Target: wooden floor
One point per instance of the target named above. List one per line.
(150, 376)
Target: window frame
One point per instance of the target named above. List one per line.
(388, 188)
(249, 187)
###
▶ _PROMPT_: Output the whole of the material above, exactly.

▶ _ANSWER FOR THE TASK_:
Target: wooden floor
One point per instance of the target named above. List one per line.
(150, 376)
Target: window frame
One point per instance of the target named above. List one per line.
(388, 188)
(249, 187)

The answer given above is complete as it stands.